(Point labeling listing excerpts)
◇ ◇ ◇ ◇ ◇ ◇ ◇
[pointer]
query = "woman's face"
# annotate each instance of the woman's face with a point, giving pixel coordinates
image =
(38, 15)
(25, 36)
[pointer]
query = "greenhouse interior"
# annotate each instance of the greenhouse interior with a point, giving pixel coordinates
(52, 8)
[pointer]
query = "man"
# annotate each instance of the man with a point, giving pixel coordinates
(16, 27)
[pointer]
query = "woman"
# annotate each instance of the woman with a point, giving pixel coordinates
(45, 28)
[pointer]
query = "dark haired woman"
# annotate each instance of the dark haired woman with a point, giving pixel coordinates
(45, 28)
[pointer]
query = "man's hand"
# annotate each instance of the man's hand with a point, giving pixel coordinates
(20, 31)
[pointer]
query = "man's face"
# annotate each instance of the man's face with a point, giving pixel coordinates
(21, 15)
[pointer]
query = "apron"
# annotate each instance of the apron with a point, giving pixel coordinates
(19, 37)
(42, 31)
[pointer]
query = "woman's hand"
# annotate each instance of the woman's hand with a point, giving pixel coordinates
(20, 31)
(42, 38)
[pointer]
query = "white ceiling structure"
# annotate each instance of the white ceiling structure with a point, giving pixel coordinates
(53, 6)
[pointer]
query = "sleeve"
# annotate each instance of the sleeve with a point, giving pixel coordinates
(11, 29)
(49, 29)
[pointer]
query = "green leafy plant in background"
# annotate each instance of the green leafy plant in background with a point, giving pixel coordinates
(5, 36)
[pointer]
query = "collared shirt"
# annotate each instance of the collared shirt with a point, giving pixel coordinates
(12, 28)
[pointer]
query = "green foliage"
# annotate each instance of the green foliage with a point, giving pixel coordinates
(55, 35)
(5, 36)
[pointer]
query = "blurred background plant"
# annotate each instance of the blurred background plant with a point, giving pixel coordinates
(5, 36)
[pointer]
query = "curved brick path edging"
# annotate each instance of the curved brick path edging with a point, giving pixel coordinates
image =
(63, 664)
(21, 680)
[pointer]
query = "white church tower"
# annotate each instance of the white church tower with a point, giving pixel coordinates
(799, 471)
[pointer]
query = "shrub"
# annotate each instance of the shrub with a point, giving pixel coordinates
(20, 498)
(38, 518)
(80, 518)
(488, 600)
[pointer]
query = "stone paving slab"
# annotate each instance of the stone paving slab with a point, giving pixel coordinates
◇ ◇ ◇ ◇ ◇ ◇ ◇
> Directive
Please count the lines in the listing above that contain the string "plant" and give only that number.

> Solution to this task
4